(Source records)

= = =

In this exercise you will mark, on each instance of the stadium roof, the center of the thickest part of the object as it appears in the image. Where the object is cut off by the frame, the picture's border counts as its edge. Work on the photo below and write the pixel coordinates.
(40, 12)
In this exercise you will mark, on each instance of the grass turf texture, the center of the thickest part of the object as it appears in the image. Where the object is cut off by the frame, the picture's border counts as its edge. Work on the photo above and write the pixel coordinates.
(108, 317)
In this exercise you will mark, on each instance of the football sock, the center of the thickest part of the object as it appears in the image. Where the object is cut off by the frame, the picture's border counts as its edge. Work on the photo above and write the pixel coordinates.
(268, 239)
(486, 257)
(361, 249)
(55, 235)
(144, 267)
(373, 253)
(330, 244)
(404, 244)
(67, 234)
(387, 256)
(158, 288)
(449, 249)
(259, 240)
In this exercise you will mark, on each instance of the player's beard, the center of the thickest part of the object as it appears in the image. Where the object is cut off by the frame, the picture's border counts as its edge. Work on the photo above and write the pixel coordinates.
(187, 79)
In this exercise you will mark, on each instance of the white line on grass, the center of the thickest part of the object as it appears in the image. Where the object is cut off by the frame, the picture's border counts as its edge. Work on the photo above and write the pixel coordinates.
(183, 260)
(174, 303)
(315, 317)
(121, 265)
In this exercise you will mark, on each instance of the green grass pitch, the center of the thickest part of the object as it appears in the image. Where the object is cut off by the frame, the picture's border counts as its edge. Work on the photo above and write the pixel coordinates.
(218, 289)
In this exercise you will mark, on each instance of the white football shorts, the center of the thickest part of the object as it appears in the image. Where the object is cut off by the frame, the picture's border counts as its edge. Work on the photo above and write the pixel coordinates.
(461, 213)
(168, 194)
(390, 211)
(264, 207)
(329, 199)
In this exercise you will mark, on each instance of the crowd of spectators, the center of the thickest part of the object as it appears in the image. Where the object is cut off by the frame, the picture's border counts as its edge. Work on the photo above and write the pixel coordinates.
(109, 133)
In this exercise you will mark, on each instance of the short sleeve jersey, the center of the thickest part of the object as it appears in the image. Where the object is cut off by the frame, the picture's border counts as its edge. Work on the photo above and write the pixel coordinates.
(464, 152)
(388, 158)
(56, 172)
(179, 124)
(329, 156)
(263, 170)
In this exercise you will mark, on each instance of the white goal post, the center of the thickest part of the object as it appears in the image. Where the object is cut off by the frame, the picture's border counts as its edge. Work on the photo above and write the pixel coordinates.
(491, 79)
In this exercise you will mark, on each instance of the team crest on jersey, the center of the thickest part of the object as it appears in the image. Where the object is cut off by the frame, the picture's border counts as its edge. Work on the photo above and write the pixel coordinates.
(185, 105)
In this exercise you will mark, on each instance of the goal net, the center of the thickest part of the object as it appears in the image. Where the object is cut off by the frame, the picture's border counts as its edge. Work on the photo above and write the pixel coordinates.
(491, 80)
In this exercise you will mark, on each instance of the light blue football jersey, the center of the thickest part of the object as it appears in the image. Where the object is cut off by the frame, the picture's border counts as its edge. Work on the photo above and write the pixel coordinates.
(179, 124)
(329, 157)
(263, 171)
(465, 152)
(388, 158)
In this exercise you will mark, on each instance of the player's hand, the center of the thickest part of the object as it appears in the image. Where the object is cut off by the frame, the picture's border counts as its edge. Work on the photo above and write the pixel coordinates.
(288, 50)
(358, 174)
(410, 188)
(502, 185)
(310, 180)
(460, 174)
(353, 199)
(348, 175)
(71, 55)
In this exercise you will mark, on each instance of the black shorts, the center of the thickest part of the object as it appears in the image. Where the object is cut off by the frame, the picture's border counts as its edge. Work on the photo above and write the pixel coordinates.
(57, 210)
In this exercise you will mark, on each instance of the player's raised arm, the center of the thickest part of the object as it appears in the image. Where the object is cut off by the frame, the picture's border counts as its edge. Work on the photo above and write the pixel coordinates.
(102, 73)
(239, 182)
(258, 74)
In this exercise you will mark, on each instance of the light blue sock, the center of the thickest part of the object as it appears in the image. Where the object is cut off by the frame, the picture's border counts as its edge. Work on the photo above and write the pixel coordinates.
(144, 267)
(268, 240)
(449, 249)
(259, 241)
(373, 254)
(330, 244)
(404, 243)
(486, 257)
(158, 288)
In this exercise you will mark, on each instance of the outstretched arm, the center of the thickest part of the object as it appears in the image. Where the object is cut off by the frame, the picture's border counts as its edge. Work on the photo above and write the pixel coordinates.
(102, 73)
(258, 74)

= = =

## [SHORT PROBLEM]
Copy out the entries above with every "exercise" changed to "activity", leaving all other text untouched.

## [RESPONSE]
In this activity you will mark, on each instance of the stadium roof, the center of the thickest part of the object as it appears in the image. Where the object is cut off by the frame, the picture's border counts as its edge. Work on the photo below and write the pixel coordinates.
(40, 12)
In this activity you will mark, on each instance of the grass turf texture, the center of the thickest part of the object as it appears in the image. Where the object is cut off by the frame, the picture's border counts as its edge. Work on the photo above and write the pixel coordinates.
(108, 317)
In this activity you will mark, on each instance of the football sock, the center of the thickest part of the object as it appears in the image. Where the object is cut off by the frame, the picture's border counts as its edge. Work on the photo above and write the pixel coordinates.
(268, 239)
(486, 257)
(361, 249)
(55, 235)
(144, 267)
(373, 253)
(330, 244)
(404, 244)
(67, 234)
(387, 256)
(158, 288)
(449, 249)
(259, 240)
In this activity you will mark, on each instance of the player's beard, the center of the thickest part of the object as it appears in the image. Where the object is cut off by the frame, the picture's border counts as its edge. Work on the photo above and write the pixel coordinates.
(187, 79)
In this activity you will mark, on each instance of the white line on grass, the center of the thickest part of the object as it appears in the image. Where the object is cut off by the frame, the picture's border counts as its edge. Work on the photo above and write the pixel coordinates.
(183, 260)
(174, 303)
(315, 317)
(121, 265)
In this activity you will mark, on each instance of the green grass pitch, the center of the thickest part of the object as it appears in the image. Where the object is cut off by the frame, the picture's border counts as its edge. Work on the photo above and write the pixel coordinates.
(218, 289)
In this activity you will mark, on each instance of the white football shorts, the center of the thickest part of the object as it appears in the image. Where the object is cut off by the frame, the picture's border counts as its edge. Work on the photo above and write the pixel coordinates.
(461, 213)
(168, 194)
(390, 211)
(264, 207)
(329, 199)
In this activity you will mark, on each instance of the crowd of spectators, the center of the thickest part of the object as it appears in the image. Where the object is cut off by the frame, the picture's border counts as its edge. Work on the photo above and write the pixel coordinates.
(109, 133)
In this activity you will mark, on each instance of the short sleeve jersey, the center of the thickest part of the object as it appears in the image. Where the object is cut off by the frame, the picture's border counts as its edge. Work on the photo above and write the pixel coordinates.
(464, 152)
(388, 158)
(56, 172)
(179, 124)
(329, 156)
(263, 170)
In this activity you will mark, on each instance of the white goal post, the center of the thickest part of the object as it appears in the image. Where the object is cut off by the frame, the picture's border counts as its edge. Work on the photo above and write the pixel coordinates.
(491, 79)
In this activity you will mark, on each instance of the team crest on jersey, the center of the thickest part of the object as it appears in the image. Where the object is cut off by the frame, the picture's border counts as its edge. Work on the photo above and write the pixel coordinates.
(185, 105)
In this activity you will mark, on each instance of the goal net, the center of the thickest part of the object as it appears in the image. Where the object is cut off by the frame, the picture's border counts as its edge. Work on the photo above and write the pixel coordinates.
(491, 80)
In this activity you will mark, on each instance of the light blue football jersey, the center of the thickest part of the object as it appears in the image. Where the object is cut off by the frame, the picture's border counts as its edge. Work on the photo above and write the pixel coordinates.
(179, 124)
(329, 157)
(263, 171)
(465, 152)
(388, 158)
In this activity you will mark, on each instance of the player's hand, the center of the thickest part of the object as it appears in the image. Where the object is cut off by the frame, the picture's border counts as its edge. Work on the photo above and write the pixel coordinates.
(288, 50)
(358, 174)
(410, 188)
(502, 185)
(310, 180)
(460, 174)
(353, 199)
(348, 175)
(71, 55)
In this activity you will mark, on each instance of the black shorts, the center of the thickest part of the object as it appears in the image. Where the object is cut off by the frame, the picture's border counts as its edge. Work on the photo above and write the pixel coordinates.
(57, 210)
In this activity you will mark, on each instance of the player's raised arm, the center of the thickest part of the object as it appears in the image. Where the object is cut off by the frame, the picture's border counts as its edge. Work on the photo above and write the pixel coordinates.
(102, 73)
(239, 182)
(258, 74)
In this activity you will mark, on each instance of the light blue sock, the center of the thickest part of the object as it appears in the image. Where the object is cut off by the frame, the picture's border counts as its edge. Work on the photo above and write the pixel coordinates.
(144, 267)
(268, 240)
(449, 249)
(259, 241)
(373, 254)
(330, 244)
(404, 243)
(486, 257)
(158, 288)
In this activity you will mark, on each instance of the outstretched arm, the center of the thickest part of the object as it appears in the image. Where the object is cut off by the frame, the picture's border counts as its edge. Work on the photo above and write the pixel coordinates.
(102, 73)
(258, 74)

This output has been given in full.